### How to complete this task
Restate all of the records below exactly. Do not carry over any image.

### Records provided
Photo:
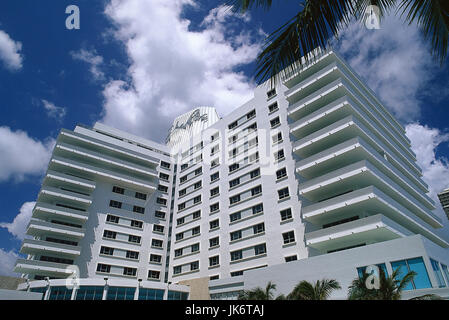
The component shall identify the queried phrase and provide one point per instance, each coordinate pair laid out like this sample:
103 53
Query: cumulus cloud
54 111
7 263
10 52
19 225
22 155
394 61
93 59
424 142
173 67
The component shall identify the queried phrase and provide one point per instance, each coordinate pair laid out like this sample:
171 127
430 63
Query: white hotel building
311 179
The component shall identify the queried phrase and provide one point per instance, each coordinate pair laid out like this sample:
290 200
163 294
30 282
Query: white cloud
93 59
174 68
19 225
54 111
424 141
22 155
394 61
7 263
10 52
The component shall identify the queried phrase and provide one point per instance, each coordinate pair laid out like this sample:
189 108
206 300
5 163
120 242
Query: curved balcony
50 269
369 200
359 175
352 151
346 129
47 211
40 247
39 228
373 229
70 165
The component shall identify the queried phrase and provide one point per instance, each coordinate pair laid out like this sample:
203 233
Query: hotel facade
310 179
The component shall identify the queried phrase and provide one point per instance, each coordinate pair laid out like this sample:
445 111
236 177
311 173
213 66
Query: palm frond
311 28
432 16
245 5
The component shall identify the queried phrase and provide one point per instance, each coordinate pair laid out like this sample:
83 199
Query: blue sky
136 64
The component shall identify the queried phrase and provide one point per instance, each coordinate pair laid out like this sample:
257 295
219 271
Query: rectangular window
112 219
159 214
134 239
234 199
164 176
156 243
271 93
215 191
195 231
273 107
177 270
103 268
107 251
255 173
141 196
214 176
214 261
215 207
275 122
178 252
152 274
236 235
109 234
155 258
235 216
195 247
129 271
197 185
180 236
232 125
138 209
214 224
259 228
279 155
234 182
194 265
158 228
289 237
233 167
286 214
260 249
281 173
115 204
197 199
132 255
196 214
165 165
118 190
283 193
136 224
236 255
214 242
257 208
256 190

### Solution to this task
Photo:
The component shall identify the queried phrase and provide one point per instance, each coordinate pair laid out like this sample:
103 53
Query: cumulus cloud
54 111
7 263
10 52
19 225
22 155
394 61
93 59
424 142
173 67
The component shall identify the queried phrase and provide one point per instance, each coordinate pair laid out like this sample:
171 127
430 63
Query: white hotel building
311 179
The component shall identify the queried phrase and provide one point per instance, each coordinate pair laid out like this sample:
290 200
163 294
30 282
Query: white cloud
93 59
174 68
19 225
54 111
424 141
22 155
394 61
7 263
10 52
The component shall identify the queried phrase and provide one point per instance, each coordinate pair laid out like this sample:
189 108
206 300
5 163
120 242
Query: curved balcony
50 269
369 200
359 175
352 151
346 129
47 211
40 247
39 228
373 229
70 165
The component shall identify the queried phrase and provide one point per instance, each coordinate pair laid out like this sample:
203 233
Query: hotel facade
310 179
The component shall identify the queried phrase and provide one point per instance, each coordinate pair laid out like this sample:
445 111
236 177
311 173
213 66
Query: palm frond
311 28
432 16
245 5
The component shall identify the queried phrase and provide one point per instance, each coordinate pair laid out like this sample:
83 199
Query: blue sky
136 64
The component shall identify the queried phrase and provide one point per instance, each coordinate pair laid out like this sample:
257 295
219 271
Query: rectangular window
112 219
159 214
134 239
234 199
164 176
156 243
271 93
215 191
195 231
273 107
177 270
103 268
107 251
255 173
141 196
214 176
214 261
215 207
275 122
178 252
152 274
236 235
109 234
155 258
235 216
195 247
129 271
197 185
180 236
232 125
138 209
214 224
259 228
279 155
234 182
194 265
158 228
289 237
233 167
286 214
260 249
281 173
115 204
197 199
132 255
196 214
165 165
118 190
283 193
136 224
236 255
214 242
257 208
256 190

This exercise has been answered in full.